• **Stated exercise**: Update the lines of the listing from the line containing "Target: lamp base" through the end of the listing, inclusive, so that "cabinet door" becomes "cupboard door" and nothing else changes. Give back only those lines.

• **Supplied information**:
****

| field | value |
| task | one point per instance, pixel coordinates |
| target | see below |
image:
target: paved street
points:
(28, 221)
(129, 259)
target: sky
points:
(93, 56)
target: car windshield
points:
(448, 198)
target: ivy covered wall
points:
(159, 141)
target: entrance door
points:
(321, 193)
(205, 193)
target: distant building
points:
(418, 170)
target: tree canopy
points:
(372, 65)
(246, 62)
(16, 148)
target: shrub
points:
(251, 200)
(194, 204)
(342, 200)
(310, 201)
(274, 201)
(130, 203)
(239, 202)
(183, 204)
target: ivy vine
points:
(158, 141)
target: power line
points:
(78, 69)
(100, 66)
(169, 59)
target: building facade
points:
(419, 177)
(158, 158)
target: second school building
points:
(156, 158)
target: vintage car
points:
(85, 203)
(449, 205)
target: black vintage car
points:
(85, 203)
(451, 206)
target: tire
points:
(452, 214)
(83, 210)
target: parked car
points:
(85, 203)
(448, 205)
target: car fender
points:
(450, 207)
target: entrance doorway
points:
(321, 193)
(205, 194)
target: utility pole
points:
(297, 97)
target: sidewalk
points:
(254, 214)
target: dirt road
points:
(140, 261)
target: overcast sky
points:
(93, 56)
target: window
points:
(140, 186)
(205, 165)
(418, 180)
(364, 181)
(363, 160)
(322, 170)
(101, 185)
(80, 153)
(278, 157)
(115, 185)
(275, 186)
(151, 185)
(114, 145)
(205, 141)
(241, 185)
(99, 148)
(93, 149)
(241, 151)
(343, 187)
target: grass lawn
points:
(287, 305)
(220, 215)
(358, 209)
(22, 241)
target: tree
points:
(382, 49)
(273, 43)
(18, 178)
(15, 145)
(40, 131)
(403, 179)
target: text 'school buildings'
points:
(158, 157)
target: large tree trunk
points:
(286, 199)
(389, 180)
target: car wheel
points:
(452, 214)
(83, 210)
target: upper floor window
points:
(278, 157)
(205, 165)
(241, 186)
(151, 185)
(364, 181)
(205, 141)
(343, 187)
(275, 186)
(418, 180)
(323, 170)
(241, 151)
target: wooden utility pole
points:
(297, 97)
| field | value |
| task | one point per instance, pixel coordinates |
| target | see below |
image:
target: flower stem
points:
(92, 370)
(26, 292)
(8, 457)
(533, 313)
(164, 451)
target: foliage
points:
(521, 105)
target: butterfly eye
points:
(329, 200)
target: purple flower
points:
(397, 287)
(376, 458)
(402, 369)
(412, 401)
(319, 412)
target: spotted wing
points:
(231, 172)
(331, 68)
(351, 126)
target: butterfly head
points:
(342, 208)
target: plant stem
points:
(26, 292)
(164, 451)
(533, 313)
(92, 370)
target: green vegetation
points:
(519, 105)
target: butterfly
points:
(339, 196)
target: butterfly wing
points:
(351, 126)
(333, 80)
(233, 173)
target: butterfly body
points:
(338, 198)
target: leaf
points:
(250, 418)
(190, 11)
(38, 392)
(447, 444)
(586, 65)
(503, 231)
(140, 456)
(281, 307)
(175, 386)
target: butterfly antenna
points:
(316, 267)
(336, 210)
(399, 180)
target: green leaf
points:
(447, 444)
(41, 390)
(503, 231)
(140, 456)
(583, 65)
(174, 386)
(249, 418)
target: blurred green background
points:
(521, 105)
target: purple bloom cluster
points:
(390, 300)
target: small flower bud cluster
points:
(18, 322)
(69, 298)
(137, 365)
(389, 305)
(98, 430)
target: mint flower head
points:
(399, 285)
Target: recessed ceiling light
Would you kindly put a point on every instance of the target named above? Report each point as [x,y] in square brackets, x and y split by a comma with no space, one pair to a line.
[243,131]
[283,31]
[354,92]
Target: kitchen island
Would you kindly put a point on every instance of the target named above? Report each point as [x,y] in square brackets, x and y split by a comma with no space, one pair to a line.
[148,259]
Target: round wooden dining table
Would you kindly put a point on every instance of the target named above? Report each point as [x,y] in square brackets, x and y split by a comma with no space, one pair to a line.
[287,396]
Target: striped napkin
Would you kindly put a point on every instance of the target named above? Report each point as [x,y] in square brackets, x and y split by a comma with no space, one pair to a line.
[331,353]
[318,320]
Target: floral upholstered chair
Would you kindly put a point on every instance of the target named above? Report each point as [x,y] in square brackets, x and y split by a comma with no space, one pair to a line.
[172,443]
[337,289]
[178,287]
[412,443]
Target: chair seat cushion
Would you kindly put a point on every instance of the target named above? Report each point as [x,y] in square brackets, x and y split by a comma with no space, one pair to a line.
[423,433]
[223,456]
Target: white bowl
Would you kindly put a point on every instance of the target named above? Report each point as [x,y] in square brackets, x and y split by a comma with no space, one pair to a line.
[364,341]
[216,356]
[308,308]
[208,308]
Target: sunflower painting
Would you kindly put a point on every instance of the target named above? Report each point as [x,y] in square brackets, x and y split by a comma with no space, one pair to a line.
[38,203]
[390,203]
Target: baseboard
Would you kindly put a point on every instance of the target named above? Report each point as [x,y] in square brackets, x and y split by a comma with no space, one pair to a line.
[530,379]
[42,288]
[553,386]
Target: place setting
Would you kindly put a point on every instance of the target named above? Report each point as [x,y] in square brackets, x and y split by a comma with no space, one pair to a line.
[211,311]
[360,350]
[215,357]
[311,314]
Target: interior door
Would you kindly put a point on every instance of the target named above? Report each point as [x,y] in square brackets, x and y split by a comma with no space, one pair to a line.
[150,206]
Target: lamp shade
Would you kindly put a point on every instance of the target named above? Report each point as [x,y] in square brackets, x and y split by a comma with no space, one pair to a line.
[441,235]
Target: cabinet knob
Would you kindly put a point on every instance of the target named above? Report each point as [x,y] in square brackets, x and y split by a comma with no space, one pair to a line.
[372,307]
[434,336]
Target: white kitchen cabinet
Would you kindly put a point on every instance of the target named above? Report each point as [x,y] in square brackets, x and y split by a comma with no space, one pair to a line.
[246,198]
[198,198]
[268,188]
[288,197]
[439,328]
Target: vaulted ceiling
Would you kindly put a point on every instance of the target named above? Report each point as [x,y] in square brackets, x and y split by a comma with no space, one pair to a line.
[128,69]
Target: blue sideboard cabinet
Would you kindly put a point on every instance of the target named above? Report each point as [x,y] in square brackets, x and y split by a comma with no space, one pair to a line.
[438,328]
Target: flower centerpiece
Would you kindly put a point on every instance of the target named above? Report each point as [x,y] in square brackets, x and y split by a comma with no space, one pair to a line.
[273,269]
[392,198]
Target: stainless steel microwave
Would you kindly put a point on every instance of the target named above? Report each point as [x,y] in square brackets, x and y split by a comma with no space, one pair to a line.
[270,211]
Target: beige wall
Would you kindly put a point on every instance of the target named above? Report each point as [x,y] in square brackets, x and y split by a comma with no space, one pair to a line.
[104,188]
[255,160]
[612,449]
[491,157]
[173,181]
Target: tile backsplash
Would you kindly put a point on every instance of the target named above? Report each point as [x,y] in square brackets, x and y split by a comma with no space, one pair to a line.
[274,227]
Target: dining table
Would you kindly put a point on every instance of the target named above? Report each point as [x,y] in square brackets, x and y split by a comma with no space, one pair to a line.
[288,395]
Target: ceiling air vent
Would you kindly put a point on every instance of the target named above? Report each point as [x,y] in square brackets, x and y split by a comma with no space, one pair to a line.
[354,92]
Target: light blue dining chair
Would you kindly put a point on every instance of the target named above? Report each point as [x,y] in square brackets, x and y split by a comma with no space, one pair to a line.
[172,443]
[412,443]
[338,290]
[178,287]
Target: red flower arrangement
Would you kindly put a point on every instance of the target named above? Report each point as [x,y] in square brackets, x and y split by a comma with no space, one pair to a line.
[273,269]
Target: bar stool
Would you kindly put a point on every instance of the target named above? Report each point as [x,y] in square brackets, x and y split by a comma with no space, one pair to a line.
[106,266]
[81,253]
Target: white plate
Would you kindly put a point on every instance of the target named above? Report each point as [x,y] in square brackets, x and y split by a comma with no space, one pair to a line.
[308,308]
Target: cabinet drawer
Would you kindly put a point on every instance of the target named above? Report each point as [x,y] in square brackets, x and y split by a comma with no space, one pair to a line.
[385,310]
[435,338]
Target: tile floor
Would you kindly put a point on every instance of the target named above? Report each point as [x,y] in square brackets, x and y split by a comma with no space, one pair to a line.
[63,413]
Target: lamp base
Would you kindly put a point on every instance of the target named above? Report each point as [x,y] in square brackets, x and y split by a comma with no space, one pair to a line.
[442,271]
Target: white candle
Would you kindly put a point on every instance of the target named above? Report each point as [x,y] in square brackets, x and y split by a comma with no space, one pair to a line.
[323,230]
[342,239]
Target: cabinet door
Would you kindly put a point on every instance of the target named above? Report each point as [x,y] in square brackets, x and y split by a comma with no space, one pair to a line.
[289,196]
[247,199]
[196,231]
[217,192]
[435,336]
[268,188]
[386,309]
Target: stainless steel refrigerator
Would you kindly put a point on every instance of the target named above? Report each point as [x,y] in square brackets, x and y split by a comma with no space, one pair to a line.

****

• **Result of this task**:
Target: lamp base
Would you kindly put a point on every instance of the target named above? Report each point as [x,y] in square brackets, x and y split by a comma with no space, one pair to a line.
[442,271]
Target: white candle
Would you kindly put a point on every instance of the target named above? Report each point as [x,y] in square brackets, x and y split by a comma with no space, one pair to a line.
[323,230]
[342,239]
Target: cupboard door
Would you kindly put a point on every instance of the target named above? Report each point as [x,y] in square brackets, x and y split by a comma with no space, one pair to a line.
[289,196]
[247,199]
[196,231]
[217,192]
[435,336]
[268,188]
[386,309]
Target: stainless steel refrigerator
Would you kindly put a point on every instance of the target named above? Report each point as [x,y] in square brackets, x and y split by a comma with no space, one pair to a line.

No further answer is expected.